● **What is needed**
Translate this sentence from the article on ovary transplants in older mice into French: "The mice with young ovaries also removed glucose from their blood faster, showing improvement in their metabolism."

● **Excerpted passage**

__________________________________________________

From cosmetics and supplements, to elective surgery, anti-aging is a profitable venture. To date, despite the all global efforts and the billions spent on products and research to halt the process, we still have yet to find the real fountain of youth.
New research conducted at Utah State University however seems to show promise. Findings from the study show that transplanting young ovaries into an older mouse apparently reverses the effects of aging on their metabolism and their immune system.
Jeffrey Mason at Utah State University removed the ovaries of ten mice that were twelve months old and had gone through oestropause, a transition similar to the human menopause. He replaced these with ovaries taken from 60-day old mice – roughly equivalent to people in their early 20s in terms of aging.
Four months after the procedure, Mason discovered that immune cells called naïve T-cells (which respond to new infections and decline with age) actually rose in the mice, post transplant. The mice with young ovaries also removed glucose from their blood faster, showing improvement in their metabolism. These new findings add to the team’s previous work, which showed that transplanted mice live 40 percent longer.
In theory, it shows that it might be possible to freeze young ovarian tissue and re-implant it later as a way to boost health. And while this is a similar process that women already go through after undergoing cancer treatment as a way to delay menopause, detractors note that since these pieces of tissue won’t be able to provide long lasting health benefits, it’s likely that the benefits will be short-lived.
The results of this research pushes focus to the role ovaries play in aging. However, exactly how ovaries are able to provide these benefits is still unclear. And questions as to whether the same method could apply to humans is still unanswered.

__________________________________________________

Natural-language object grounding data
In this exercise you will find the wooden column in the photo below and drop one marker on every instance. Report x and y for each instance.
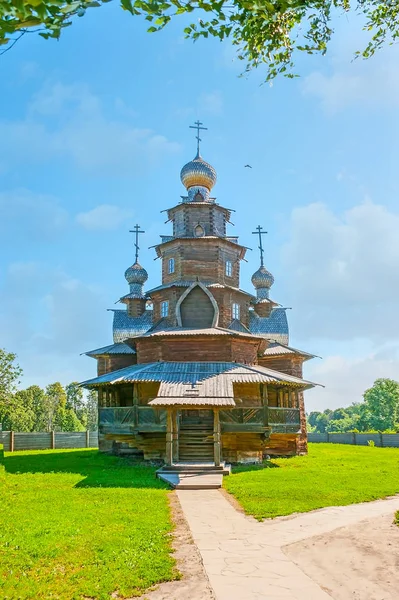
(135, 406)
(265, 402)
(169, 437)
(216, 438)
(175, 435)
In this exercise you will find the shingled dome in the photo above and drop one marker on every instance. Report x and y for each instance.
(198, 172)
(136, 274)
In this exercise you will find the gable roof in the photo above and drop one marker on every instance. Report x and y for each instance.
(119, 348)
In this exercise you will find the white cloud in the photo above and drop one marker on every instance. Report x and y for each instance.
(48, 318)
(69, 122)
(26, 213)
(346, 379)
(342, 272)
(364, 84)
(104, 217)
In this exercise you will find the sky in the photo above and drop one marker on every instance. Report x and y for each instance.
(94, 130)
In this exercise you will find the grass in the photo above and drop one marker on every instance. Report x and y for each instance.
(331, 475)
(78, 524)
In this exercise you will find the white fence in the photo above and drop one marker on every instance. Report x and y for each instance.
(53, 440)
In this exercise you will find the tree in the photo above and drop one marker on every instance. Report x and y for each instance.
(75, 400)
(265, 32)
(381, 405)
(9, 377)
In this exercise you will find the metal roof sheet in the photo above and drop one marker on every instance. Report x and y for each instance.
(200, 375)
(186, 283)
(184, 331)
(170, 401)
(119, 348)
(276, 349)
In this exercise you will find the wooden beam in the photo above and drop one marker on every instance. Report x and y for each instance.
(169, 438)
(175, 435)
(216, 438)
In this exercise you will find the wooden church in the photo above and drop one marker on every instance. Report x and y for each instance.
(200, 369)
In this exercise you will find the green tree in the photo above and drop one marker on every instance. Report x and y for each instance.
(381, 405)
(10, 373)
(265, 32)
(75, 400)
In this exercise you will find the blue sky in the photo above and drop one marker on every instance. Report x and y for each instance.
(94, 132)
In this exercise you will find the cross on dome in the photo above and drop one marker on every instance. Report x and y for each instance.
(197, 126)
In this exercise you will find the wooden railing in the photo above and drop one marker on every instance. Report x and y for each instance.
(126, 419)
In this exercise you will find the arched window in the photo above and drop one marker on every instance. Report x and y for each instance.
(164, 308)
(199, 231)
(235, 311)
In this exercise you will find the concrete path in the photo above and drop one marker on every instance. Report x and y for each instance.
(244, 559)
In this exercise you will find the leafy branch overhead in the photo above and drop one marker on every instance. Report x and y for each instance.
(264, 32)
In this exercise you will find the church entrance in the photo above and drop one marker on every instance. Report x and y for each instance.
(196, 442)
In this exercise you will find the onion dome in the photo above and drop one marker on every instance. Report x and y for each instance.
(262, 281)
(136, 274)
(136, 277)
(198, 173)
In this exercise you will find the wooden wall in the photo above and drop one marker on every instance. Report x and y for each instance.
(205, 348)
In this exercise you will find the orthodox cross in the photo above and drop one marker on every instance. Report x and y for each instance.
(136, 230)
(197, 126)
(259, 232)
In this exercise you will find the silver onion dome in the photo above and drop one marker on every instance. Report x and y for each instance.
(262, 281)
(136, 274)
(198, 173)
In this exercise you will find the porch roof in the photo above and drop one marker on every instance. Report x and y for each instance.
(182, 401)
(213, 379)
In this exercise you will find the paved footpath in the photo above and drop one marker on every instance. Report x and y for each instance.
(244, 559)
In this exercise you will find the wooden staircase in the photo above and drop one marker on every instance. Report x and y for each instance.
(194, 476)
(196, 441)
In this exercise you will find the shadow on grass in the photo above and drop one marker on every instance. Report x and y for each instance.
(267, 464)
(98, 469)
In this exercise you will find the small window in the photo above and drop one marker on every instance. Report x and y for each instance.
(164, 308)
(199, 231)
(235, 311)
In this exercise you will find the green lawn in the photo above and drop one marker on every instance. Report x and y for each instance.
(332, 474)
(78, 524)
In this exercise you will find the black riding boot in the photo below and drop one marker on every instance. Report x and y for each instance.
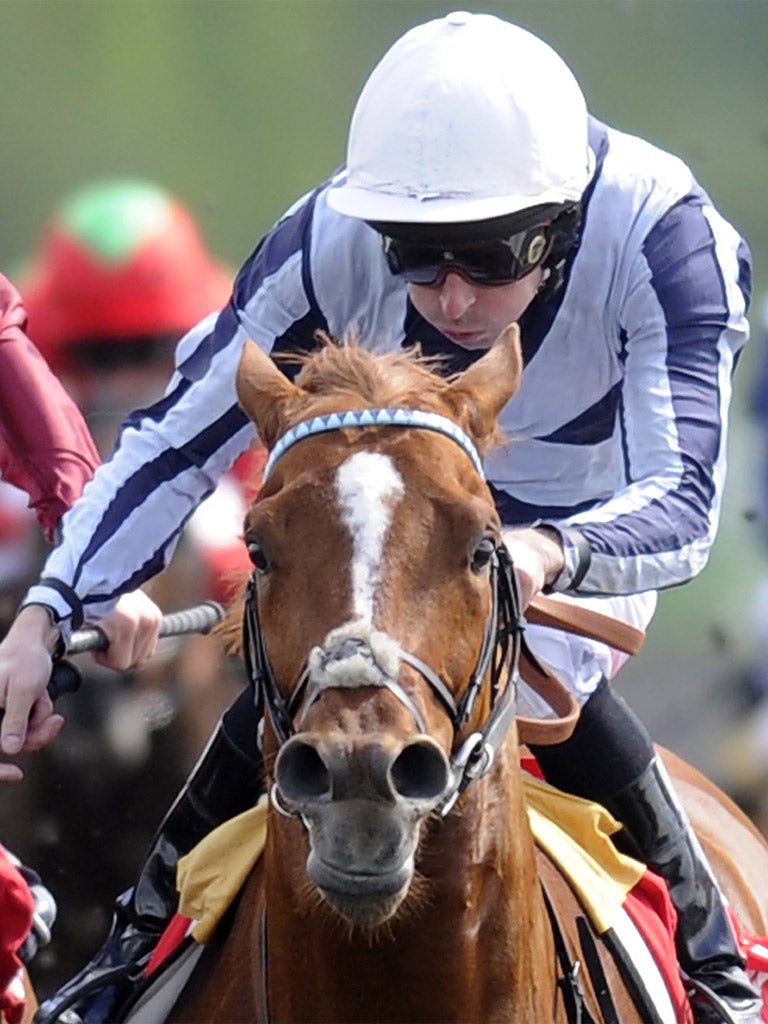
(225, 781)
(610, 759)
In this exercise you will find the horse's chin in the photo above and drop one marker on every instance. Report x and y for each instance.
(366, 900)
(365, 913)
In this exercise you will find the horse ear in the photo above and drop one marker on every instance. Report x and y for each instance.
(264, 392)
(482, 390)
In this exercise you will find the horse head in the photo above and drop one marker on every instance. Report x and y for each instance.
(373, 614)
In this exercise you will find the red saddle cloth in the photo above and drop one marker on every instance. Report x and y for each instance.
(16, 909)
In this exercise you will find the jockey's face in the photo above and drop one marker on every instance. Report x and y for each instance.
(473, 315)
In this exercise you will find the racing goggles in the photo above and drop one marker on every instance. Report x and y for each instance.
(497, 261)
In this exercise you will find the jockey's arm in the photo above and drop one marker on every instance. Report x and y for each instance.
(538, 558)
(26, 662)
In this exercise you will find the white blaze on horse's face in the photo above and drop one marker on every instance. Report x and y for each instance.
(369, 488)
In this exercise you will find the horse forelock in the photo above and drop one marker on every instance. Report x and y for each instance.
(346, 372)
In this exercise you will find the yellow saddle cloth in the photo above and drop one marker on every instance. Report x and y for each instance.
(573, 832)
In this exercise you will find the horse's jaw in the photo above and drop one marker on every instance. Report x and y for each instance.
(361, 857)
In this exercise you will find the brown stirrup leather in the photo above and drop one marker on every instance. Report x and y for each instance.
(545, 681)
(585, 623)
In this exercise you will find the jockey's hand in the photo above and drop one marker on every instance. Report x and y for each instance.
(537, 557)
(132, 630)
(30, 722)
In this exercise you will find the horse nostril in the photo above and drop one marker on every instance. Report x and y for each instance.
(301, 773)
(420, 771)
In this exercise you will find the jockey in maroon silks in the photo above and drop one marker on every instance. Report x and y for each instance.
(45, 445)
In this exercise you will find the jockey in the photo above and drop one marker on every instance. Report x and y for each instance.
(120, 274)
(477, 190)
(45, 446)
(27, 912)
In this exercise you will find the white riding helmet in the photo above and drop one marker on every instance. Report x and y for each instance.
(465, 118)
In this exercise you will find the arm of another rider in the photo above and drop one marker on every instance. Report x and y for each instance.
(46, 450)
(45, 446)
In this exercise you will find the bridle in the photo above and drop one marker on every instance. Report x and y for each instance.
(500, 650)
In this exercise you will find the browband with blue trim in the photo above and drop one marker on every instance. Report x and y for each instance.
(376, 418)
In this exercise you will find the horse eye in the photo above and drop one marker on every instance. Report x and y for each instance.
(257, 556)
(482, 554)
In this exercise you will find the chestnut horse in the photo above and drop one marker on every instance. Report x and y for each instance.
(400, 880)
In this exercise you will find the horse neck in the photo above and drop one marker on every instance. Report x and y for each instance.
(471, 943)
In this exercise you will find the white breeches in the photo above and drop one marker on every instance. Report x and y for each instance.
(579, 662)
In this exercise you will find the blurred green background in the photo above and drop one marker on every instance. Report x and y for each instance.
(241, 107)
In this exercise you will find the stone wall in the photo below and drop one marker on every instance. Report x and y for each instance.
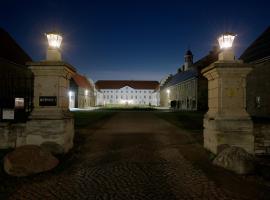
(12, 135)
(262, 137)
(258, 90)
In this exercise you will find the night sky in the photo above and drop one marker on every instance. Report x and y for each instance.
(131, 39)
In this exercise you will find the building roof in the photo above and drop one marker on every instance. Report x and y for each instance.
(82, 81)
(117, 84)
(180, 77)
(259, 49)
(194, 71)
(10, 50)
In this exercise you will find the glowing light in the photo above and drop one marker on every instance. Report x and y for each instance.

__________________________________________________

● **Your response**
Les souris dotées de jeunes ovaires éliminaient aussi plus rapidement le glucose de leur sang, ce qui témoignait d'une amélioration de leur métabolisme.